** Description of the task **
Locate each line in the listing below that contains the string "patch", and reproduce every such line in full.

** Records for this task **

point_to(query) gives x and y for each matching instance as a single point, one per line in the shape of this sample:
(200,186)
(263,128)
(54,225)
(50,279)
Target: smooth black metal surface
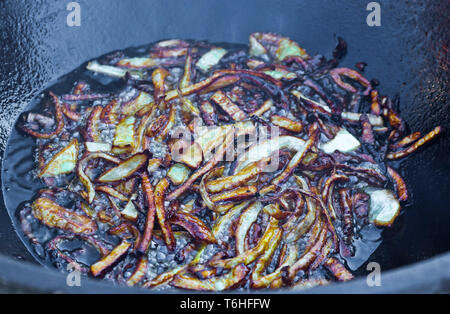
(408,54)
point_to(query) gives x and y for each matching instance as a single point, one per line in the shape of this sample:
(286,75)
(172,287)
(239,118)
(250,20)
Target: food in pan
(212,168)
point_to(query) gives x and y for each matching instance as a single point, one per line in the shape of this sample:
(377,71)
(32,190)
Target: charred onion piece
(110,259)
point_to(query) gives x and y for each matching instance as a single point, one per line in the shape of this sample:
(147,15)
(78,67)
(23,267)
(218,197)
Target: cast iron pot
(407,54)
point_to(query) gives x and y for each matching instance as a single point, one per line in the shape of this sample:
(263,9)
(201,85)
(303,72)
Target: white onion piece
(343,142)
(384,206)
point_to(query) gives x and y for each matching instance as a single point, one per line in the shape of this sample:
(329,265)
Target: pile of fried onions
(223,217)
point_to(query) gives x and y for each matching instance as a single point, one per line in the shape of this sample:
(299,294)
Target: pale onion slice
(210,59)
(344,142)
(93,147)
(63,162)
(142,100)
(384,206)
(125,169)
(130,212)
(124,134)
(267,149)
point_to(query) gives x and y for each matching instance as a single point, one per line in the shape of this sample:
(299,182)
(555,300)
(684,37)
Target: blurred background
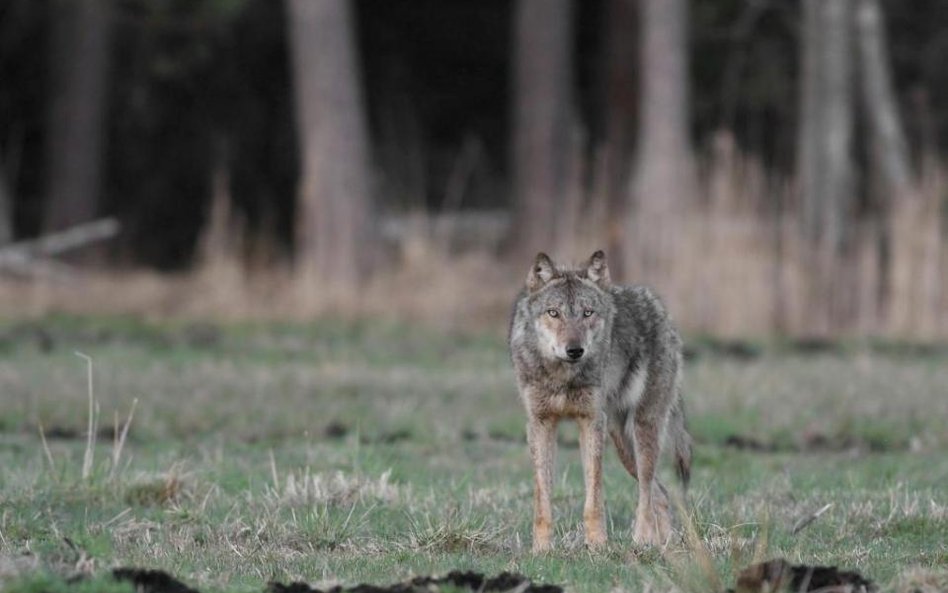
(770,166)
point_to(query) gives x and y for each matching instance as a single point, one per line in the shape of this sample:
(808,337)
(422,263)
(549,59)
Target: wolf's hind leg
(541,435)
(592,437)
(653,517)
(626,454)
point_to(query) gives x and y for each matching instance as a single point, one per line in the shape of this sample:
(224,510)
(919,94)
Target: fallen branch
(806,520)
(31,256)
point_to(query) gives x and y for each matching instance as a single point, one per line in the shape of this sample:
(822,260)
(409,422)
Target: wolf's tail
(681,441)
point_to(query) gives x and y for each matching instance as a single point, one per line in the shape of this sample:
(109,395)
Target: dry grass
(231,477)
(740,268)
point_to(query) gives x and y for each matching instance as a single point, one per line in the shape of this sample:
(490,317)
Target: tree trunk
(621,106)
(826,122)
(79,64)
(824,164)
(6,212)
(542,121)
(333,238)
(664,182)
(889,148)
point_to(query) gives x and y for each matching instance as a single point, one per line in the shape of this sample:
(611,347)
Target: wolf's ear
(542,271)
(597,270)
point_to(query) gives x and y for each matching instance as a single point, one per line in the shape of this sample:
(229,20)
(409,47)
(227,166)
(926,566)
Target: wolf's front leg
(653,517)
(541,435)
(592,435)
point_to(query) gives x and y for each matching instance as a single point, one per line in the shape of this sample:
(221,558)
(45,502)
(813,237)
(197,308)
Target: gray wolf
(608,357)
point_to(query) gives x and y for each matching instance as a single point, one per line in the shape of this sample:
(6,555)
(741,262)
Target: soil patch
(156,581)
(780,575)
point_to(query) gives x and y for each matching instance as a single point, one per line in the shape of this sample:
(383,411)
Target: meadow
(370,451)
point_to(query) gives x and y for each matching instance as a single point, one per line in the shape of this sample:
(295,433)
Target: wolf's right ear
(542,271)
(597,270)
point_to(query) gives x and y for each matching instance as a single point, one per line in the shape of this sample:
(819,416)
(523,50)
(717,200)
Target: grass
(374,452)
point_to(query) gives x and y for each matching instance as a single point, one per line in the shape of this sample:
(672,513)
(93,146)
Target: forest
(772,167)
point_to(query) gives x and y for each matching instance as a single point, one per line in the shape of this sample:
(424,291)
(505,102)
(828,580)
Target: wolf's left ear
(597,270)
(542,271)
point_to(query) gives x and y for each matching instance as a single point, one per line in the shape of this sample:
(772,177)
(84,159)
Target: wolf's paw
(653,524)
(541,546)
(595,539)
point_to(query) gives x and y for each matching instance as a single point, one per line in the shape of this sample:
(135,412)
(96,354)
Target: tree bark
(889,147)
(80,37)
(664,182)
(824,162)
(333,238)
(826,122)
(542,121)
(6,212)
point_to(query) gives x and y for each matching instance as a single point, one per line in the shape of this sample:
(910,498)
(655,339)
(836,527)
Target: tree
(80,36)
(6,219)
(333,238)
(664,179)
(824,164)
(889,147)
(542,120)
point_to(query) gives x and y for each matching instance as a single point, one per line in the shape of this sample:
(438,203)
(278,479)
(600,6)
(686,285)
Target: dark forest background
(197,99)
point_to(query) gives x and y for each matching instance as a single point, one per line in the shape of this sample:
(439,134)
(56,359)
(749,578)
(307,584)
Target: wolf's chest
(567,403)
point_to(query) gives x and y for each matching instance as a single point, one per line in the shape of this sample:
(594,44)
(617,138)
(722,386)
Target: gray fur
(628,378)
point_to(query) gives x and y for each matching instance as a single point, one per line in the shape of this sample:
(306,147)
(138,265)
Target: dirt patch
(151,581)
(156,581)
(780,575)
(814,442)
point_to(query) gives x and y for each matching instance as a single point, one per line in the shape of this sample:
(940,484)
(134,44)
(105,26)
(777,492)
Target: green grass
(376,452)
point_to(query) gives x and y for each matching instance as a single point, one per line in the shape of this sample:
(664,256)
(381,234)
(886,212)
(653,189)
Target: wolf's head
(570,309)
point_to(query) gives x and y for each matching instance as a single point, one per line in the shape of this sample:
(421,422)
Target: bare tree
(824,160)
(889,147)
(333,239)
(824,164)
(664,179)
(79,64)
(542,120)
(6,222)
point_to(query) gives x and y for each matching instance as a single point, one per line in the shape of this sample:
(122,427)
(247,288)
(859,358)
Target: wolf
(608,357)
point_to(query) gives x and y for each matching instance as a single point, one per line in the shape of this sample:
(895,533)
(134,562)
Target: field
(375,451)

** Response below **
Target: soil patch
Target: dirt patch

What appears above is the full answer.